■ PASSAGE:

☆ ☆ ☆ ☆

New rateable values, due to come in next April, are coming at a time of ‘unprecedented circumstances’ for the industry, something which should be reflected in the 2023 revaluation, UKHospitality has said in its response to a Government consultation on the proposals.
In its response the industry body highlighted the profound impact of the pandemic on hospitality property values and the financial fragility of hospitality businesses.
Most are carrying heavy debt and facing soaring costs, and there is therefore a need to ensure that any reduction in business rates is reflected in the bills as rapidly as possible.
In its full response UKHospitality has called for:
• Assurance that the scheme will allow for all businesses to reach their true reduced value from April 2023
• A cap on how much bills can rise
• No RPI increase in the total sum of business rates
• The continuation of business rate reliefs for businesses hit hardest by the pandemic.

☆ ☆ ☆ ☆

■ EXERCISE INSTRUCTIONS:
1. Name every item UKHospitality calls for in its full response in the business rates passage.
2. Based on the business rates passage, answer yes or no to each statement and quote the words that settle it: (a) The new rateable values are set to start next April. (b) UKHospitality wants an RPI increase in the total sum of business rates. (c) Most hospitality businesses have no debt.
3. Carry the business rates passage on from its last line.
The listing has nothing to do with the business rates passage.

■ PROVIDED MATERIAL:
☆ ☆ ☆ ☆

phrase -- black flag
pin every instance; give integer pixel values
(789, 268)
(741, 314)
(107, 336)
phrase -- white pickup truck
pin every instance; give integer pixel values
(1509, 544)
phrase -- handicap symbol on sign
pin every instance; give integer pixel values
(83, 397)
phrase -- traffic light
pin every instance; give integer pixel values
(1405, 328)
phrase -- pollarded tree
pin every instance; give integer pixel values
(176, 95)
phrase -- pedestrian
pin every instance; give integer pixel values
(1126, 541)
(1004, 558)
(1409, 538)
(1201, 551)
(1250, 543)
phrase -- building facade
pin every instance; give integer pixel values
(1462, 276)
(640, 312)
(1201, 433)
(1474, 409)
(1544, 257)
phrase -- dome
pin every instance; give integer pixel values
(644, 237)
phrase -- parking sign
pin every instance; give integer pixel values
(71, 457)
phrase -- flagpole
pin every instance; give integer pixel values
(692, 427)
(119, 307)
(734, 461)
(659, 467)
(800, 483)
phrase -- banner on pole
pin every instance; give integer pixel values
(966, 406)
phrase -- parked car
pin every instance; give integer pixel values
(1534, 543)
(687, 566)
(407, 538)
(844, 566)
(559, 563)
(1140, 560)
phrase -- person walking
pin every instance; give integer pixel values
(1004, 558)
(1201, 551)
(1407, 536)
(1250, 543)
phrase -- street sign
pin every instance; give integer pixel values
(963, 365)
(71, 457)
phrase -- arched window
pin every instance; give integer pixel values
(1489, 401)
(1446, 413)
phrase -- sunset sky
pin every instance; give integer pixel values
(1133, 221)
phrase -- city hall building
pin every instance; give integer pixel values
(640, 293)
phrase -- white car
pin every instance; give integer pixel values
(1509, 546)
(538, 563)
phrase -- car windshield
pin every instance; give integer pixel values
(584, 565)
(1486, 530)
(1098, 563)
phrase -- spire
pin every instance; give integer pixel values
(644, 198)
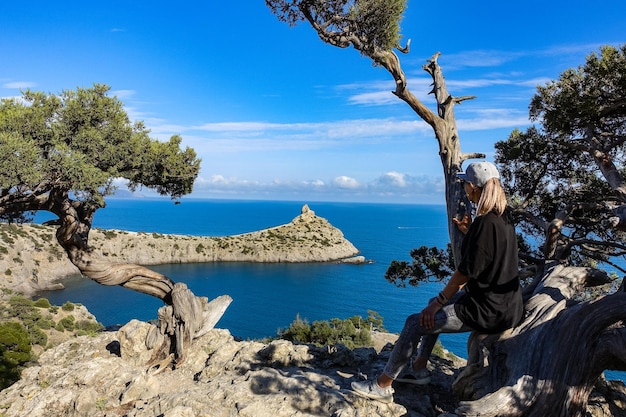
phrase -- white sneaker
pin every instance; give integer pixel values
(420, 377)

☆ ☆ ☆ ☆

■ ANSWERS BY ITEM:
1.
- Assurance that the scheme will allow for all businesses to reach their true reduced value from April 2023
- A cap on how much bills can rise
- No RPI increase in the total sum of business rates
- The continuation of business rate reliefs for businesses hit hardest by the pandemic

2.
(a) Yes: "New rateable values, due to come in next April"
(b) No: "No RPI increase in the total sum of business rates"
(c) No: "Most are carrying heavy debt and facing soaring costs"

3.
UKHospitality CEO, Kate Nicholls (pictured) said, “The priority must be enabling reductions in bills to be felt immediately and the Government needs to ensure that the cost is reduced for those sectors hit hardest by the pandemic and in most need of support.
“We strongly believe that Government needs to reflect the unprecedented impact of the pandemic, compounded by the impact of an economic downturn and high levels of inflation, in the new rates scheme.
'If this is taken into account, the hospitality sector can play its full part in the wider UK economic recovery, creating jobs and delivering skills and boosting our high streets and communities.”